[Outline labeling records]
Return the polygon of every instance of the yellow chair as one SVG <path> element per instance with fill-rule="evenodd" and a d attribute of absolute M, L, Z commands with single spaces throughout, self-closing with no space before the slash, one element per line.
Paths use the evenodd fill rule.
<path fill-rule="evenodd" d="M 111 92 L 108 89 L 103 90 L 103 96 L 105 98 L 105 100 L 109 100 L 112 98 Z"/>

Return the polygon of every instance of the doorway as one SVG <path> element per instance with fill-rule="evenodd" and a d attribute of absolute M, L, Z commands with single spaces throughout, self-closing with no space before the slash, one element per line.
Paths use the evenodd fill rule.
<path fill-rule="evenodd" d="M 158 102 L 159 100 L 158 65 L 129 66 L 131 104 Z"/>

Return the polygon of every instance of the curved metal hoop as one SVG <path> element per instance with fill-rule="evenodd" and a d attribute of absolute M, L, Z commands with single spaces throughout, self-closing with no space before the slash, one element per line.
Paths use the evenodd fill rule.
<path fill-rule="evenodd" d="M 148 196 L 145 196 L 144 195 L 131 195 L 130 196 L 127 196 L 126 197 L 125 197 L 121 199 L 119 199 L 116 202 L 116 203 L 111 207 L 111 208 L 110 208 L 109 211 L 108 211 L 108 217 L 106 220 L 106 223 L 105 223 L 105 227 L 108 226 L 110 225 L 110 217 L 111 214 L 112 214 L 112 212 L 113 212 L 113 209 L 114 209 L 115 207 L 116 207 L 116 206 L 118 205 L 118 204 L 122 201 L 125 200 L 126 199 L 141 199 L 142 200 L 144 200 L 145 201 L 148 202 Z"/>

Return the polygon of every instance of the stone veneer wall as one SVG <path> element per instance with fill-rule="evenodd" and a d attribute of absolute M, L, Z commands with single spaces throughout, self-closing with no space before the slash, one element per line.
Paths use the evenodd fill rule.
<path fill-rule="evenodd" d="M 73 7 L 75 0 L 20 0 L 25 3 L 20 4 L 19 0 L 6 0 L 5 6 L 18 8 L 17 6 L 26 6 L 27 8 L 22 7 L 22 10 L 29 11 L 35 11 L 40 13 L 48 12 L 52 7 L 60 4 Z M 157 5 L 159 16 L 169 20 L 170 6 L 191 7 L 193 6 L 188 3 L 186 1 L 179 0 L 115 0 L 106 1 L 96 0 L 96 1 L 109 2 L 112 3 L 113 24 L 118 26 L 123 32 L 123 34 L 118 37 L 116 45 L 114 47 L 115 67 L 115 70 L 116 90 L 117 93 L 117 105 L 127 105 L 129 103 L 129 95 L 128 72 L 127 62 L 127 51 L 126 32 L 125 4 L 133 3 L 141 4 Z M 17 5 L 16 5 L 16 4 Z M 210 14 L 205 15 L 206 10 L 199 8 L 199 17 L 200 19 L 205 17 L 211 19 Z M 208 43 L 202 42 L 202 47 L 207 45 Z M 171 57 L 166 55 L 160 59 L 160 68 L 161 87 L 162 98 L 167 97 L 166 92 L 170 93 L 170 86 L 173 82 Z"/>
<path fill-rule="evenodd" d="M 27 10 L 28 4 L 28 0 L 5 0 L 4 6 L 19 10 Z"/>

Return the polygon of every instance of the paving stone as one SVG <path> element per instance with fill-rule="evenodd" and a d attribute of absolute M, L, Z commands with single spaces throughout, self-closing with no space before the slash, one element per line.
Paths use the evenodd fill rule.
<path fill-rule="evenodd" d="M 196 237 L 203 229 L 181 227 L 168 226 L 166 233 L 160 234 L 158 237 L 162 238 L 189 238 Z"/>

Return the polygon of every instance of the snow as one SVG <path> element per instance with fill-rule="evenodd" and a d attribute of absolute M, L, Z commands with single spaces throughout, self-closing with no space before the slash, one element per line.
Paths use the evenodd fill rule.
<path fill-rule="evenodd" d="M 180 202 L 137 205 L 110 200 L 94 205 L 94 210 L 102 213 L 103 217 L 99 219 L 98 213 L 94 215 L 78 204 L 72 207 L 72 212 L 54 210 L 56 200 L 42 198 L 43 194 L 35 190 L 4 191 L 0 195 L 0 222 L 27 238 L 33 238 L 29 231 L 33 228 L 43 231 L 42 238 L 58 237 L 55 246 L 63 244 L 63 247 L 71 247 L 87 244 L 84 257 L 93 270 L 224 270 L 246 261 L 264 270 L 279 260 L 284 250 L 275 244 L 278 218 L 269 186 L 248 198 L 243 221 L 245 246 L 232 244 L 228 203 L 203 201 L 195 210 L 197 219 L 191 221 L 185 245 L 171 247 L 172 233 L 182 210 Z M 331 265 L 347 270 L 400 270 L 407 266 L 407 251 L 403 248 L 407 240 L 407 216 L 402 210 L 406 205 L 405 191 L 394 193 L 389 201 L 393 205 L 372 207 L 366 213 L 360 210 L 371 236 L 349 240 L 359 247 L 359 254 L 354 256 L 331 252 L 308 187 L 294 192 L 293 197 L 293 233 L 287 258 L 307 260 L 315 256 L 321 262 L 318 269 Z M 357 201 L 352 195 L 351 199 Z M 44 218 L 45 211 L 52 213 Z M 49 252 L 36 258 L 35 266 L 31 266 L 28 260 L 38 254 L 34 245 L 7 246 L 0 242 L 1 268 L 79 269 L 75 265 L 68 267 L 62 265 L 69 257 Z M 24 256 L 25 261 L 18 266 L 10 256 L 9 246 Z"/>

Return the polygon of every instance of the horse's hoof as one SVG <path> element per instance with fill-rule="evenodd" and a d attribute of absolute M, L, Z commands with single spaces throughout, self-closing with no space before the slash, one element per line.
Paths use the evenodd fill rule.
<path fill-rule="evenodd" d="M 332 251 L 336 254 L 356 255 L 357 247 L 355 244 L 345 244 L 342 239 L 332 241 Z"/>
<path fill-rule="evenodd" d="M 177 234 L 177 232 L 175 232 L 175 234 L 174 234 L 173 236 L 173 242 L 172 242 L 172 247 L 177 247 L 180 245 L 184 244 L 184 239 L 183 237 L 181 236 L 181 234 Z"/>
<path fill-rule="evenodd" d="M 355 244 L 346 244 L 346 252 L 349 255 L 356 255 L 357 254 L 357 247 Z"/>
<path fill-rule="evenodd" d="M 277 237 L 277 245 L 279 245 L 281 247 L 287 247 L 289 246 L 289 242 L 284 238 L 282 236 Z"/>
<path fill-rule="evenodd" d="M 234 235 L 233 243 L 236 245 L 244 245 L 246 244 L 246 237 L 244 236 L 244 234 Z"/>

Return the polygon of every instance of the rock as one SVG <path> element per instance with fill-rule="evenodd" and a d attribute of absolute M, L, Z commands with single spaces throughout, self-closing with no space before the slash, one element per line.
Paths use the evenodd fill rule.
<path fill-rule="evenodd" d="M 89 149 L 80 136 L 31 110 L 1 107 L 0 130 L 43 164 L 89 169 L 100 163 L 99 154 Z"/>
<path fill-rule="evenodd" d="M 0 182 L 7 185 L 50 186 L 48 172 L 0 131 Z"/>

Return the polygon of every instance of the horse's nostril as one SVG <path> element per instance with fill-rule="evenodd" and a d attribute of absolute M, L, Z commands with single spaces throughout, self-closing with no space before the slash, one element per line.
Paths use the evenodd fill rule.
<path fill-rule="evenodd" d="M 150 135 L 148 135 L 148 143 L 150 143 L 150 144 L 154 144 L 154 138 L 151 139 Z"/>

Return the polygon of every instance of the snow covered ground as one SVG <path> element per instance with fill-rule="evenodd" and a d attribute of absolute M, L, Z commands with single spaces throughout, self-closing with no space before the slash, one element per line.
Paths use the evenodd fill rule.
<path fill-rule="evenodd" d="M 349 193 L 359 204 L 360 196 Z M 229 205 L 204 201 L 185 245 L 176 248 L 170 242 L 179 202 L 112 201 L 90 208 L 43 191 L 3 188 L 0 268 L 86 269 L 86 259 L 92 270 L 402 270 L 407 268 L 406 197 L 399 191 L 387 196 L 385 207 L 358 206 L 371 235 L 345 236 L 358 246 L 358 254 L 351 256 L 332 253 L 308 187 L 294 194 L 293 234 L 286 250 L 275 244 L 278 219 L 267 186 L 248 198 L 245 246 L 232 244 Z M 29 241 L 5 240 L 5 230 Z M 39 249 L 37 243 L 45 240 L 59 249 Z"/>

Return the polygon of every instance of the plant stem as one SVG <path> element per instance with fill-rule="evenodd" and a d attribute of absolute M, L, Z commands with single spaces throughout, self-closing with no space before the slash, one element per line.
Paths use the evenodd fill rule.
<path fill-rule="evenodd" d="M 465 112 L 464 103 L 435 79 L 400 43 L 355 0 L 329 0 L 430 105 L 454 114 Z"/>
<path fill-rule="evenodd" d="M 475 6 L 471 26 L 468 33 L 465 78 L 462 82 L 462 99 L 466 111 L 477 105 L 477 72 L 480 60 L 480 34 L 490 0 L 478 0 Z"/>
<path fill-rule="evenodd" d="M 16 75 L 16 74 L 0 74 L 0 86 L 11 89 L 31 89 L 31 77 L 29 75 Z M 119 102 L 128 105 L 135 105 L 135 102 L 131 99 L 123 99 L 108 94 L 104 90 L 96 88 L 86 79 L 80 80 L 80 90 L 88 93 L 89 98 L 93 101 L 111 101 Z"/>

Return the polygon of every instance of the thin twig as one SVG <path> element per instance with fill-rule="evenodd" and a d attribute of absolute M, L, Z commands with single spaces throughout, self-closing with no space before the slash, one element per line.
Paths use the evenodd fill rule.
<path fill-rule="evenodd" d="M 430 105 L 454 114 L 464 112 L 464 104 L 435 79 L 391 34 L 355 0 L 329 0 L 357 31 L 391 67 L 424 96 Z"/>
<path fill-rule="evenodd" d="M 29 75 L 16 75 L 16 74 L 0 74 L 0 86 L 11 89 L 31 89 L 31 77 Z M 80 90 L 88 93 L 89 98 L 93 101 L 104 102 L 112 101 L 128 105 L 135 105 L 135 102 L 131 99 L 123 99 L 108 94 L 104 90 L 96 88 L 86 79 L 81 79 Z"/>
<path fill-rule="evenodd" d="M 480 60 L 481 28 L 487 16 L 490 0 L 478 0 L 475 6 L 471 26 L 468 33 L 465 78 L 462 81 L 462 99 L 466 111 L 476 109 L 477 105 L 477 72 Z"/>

--

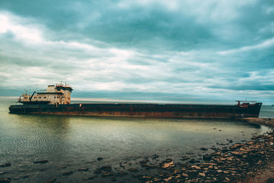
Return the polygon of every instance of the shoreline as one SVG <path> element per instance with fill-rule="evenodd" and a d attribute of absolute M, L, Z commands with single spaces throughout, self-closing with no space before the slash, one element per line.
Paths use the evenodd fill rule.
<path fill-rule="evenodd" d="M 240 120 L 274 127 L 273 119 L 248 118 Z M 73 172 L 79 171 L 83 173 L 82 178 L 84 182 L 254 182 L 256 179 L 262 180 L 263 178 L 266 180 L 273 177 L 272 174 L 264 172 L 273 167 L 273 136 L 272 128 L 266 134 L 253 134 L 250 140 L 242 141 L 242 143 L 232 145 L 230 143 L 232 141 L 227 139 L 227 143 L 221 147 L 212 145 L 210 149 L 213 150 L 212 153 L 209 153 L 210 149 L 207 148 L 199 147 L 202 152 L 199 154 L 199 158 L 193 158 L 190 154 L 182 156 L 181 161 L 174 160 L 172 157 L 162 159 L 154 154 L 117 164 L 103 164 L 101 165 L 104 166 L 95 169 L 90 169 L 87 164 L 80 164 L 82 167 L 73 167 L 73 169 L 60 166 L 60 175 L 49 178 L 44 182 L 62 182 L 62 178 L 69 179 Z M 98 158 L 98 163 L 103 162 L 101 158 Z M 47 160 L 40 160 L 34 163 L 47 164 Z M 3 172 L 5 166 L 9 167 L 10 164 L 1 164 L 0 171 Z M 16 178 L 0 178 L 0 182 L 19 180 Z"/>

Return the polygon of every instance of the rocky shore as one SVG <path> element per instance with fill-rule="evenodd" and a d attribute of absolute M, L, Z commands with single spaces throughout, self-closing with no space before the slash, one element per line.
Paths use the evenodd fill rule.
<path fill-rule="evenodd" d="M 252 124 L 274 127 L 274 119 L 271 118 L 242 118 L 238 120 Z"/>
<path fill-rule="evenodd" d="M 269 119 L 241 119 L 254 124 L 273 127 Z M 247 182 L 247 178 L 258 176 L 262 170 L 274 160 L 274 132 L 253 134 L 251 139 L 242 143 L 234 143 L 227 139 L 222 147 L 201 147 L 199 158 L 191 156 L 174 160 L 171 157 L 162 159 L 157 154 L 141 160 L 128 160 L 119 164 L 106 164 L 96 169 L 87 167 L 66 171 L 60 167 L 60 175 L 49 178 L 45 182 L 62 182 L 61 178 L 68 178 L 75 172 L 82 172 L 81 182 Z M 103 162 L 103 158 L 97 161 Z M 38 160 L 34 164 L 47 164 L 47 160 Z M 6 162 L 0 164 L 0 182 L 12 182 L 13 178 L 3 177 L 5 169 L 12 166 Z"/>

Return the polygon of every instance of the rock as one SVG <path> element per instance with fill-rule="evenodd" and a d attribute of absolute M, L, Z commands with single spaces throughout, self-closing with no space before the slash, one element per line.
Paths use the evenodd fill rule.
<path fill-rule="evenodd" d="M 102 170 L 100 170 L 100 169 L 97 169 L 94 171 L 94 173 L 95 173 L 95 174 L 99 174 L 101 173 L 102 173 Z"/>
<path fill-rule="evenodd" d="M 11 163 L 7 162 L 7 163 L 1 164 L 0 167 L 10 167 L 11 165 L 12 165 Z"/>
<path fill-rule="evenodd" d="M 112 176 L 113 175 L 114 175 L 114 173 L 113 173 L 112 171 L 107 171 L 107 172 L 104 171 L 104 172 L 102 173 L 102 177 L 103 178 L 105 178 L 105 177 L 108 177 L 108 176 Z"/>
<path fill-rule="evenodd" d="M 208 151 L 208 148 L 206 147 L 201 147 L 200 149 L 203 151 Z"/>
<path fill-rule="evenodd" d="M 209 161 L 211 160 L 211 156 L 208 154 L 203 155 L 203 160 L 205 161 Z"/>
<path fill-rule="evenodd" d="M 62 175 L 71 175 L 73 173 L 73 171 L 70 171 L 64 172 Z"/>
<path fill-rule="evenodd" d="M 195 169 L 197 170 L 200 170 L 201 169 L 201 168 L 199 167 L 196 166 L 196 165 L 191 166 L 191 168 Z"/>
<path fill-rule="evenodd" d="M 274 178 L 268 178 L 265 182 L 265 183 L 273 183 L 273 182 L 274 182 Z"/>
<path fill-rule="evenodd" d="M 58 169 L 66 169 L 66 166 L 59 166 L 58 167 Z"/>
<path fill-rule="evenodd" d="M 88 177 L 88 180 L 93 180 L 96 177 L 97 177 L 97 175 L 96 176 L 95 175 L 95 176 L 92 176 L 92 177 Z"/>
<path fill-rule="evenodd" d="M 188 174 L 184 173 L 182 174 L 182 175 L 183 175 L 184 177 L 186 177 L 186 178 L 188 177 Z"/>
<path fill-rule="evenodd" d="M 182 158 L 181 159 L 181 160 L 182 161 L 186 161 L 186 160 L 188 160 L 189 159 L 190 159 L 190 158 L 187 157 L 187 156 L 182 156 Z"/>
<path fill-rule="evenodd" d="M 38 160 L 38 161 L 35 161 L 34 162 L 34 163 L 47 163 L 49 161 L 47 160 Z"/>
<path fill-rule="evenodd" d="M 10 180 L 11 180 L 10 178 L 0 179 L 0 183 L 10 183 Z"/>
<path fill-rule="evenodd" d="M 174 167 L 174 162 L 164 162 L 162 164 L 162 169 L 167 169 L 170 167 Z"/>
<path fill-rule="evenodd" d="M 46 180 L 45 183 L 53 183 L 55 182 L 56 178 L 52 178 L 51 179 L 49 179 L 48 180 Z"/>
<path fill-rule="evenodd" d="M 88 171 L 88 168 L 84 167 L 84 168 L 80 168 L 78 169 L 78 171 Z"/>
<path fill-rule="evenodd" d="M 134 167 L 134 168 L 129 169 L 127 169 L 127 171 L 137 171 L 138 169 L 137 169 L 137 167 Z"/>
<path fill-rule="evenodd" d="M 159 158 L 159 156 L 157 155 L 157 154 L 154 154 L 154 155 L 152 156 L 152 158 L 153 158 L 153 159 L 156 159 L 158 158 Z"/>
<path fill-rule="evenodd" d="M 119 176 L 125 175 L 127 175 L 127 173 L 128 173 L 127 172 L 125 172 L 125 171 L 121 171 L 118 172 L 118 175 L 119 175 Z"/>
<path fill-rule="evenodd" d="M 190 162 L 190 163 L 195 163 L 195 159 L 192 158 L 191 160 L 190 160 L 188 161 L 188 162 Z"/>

> [Task instructions] Rewrite only the part of the items that opens with the line containing "Return the polygon of every instance of the yellow" and closes with the line containing "158 102 L 159", switching "doorway" to "archway" and leaving everything else unchanged.

> [Final result]
Return the polygon of every instance of the yellow chair as one SVG <path> element per instance with fill-rule="evenodd" and a d attribute of absolute M, L, Z commands with single spaces throughout, self-closing with no space before the slash, one element per line.
Paths use the evenodd fill rule.
<path fill-rule="evenodd" d="M 111 92 L 108 89 L 103 90 L 103 96 L 105 98 L 105 100 L 109 100 L 112 98 Z"/>

Return the polygon of every instance of the archway as one SVG <path> element per instance with fill-rule="evenodd" and a d attribute of absolute M, L, Z commands with single spaces throughout, self-closing with no space before the slash, one element per line.
Paths use the evenodd fill rule.
<path fill-rule="evenodd" d="M 158 102 L 159 100 L 158 65 L 129 66 L 131 104 Z"/>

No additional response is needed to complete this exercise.